→ Written instruction
Reproduce the items verbatim, beginning at the line that contains "Mark the region of each instance of the short" and continuing through the last line of the items.
-------- Data in this exercise
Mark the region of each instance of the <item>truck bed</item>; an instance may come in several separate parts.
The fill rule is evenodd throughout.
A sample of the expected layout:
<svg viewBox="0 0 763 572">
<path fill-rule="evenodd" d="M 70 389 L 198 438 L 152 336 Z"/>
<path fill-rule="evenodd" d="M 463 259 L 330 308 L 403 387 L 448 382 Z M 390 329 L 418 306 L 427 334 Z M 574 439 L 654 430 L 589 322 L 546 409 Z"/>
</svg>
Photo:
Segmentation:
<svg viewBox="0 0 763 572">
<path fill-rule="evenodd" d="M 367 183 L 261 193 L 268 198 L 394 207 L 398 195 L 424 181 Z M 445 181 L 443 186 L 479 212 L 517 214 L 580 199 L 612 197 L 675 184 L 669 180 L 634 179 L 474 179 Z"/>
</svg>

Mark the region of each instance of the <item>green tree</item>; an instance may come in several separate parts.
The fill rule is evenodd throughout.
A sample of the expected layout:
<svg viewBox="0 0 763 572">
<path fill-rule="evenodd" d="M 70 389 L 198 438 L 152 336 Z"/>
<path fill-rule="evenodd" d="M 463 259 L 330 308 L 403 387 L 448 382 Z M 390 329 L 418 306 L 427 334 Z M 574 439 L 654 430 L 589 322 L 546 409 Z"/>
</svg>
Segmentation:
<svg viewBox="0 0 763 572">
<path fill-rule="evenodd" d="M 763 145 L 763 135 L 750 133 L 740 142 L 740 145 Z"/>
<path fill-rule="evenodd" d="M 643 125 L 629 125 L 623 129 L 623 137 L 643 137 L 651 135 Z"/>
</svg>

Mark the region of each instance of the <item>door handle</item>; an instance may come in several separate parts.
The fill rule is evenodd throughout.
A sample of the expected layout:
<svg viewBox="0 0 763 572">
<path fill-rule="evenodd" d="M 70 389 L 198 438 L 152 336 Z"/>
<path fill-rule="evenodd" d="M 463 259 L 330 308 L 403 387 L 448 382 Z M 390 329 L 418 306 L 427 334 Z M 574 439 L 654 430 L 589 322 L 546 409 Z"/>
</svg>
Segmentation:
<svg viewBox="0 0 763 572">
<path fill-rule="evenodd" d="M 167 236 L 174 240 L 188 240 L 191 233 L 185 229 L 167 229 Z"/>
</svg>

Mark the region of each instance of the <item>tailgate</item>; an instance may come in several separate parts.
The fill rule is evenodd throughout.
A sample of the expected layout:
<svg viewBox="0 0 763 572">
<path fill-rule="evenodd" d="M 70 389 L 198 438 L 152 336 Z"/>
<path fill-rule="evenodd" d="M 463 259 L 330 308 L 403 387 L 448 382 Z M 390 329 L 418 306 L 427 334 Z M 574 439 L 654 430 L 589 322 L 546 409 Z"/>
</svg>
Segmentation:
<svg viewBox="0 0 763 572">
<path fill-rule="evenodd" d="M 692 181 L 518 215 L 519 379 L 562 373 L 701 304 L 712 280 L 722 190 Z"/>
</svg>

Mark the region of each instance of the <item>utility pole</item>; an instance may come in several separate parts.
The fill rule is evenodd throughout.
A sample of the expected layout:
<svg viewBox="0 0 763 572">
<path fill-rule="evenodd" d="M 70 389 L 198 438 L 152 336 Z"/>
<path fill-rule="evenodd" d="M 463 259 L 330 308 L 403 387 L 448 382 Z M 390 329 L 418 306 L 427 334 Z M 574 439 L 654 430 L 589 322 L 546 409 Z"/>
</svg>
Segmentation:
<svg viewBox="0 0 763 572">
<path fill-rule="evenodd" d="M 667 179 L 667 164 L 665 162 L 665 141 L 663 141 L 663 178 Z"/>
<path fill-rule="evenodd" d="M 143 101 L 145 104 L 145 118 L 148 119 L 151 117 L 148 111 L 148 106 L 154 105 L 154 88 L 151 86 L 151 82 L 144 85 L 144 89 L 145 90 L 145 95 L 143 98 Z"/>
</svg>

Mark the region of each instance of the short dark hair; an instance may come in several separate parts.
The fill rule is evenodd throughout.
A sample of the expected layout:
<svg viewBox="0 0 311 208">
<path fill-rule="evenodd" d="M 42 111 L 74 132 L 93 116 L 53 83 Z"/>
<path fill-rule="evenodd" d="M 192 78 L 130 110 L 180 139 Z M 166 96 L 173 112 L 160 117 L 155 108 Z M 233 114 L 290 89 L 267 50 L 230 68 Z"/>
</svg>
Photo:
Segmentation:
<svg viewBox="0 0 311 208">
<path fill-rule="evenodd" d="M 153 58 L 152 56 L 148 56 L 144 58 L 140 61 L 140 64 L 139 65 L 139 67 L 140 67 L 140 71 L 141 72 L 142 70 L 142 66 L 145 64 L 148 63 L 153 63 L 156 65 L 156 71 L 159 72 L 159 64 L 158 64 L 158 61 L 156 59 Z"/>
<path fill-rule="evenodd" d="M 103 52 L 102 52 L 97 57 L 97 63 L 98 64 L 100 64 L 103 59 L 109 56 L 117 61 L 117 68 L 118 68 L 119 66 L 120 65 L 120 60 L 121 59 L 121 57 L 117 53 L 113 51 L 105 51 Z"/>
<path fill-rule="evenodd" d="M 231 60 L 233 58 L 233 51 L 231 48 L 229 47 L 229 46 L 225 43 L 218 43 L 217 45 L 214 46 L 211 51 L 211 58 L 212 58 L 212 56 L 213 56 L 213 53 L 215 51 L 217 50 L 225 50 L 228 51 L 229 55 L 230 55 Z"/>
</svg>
----------------
→ Task solution
Mark the region of each instance of the short dark hair; an instance may come in several separate parts.
The fill rule is evenodd throughout.
A sample of the expected layout:
<svg viewBox="0 0 311 208">
<path fill-rule="evenodd" d="M 42 111 L 74 132 L 93 116 L 53 83 Z"/>
<path fill-rule="evenodd" d="M 192 78 L 130 110 L 180 139 Z M 166 96 L 173 112 L 160 117 L 155 108 Z M 233 114 L 290 89 L 267 50 L 230 68 Z"/>
</svg>
Photo:
Segmentation:
<svg viewBox="0 0 311 208">
<path fill-rule="evenodd" d="M 153 58 L 152 56 L 148 56 L 144 58 L 140 61 L 140 64 L 139 65 L 139 67 L 140 67 L 140 71 L 141 72 L 142 70 L 142 66 L 145 64 L 148 63 L 153 63 L 156 65 L 156 71 L 159 72 L 159 64 L 158 64 L 158 61 L 156 59 Z"/>
<path fill-rule="evenodd" d="M 103 52 L 102 52 L 97 57 L 97 63 L 98 64 L 100 64 L 103 59 L 109 56 L 117 61 L 117 68 L 118 68 L 119 66 L 120 65 L 120 60 L 121 59 L 121 57 L 117 53 L 113 51 L 105 51 Z"/>
<path fill-rule="evenodd" d="M 231 60 L 233 58 L 233 51 L 231 48 L 229 47 L 229 46 L 225 43 L 218 43 L 217 45 L 214 46 L 211 51 L 211 58 L 212 58 L 212 56 L 213 56 L 213 53 L 215 51 L 217 50 L 225 50 L 228 51 L 229 55 L 230 55 Z"/>
</svg>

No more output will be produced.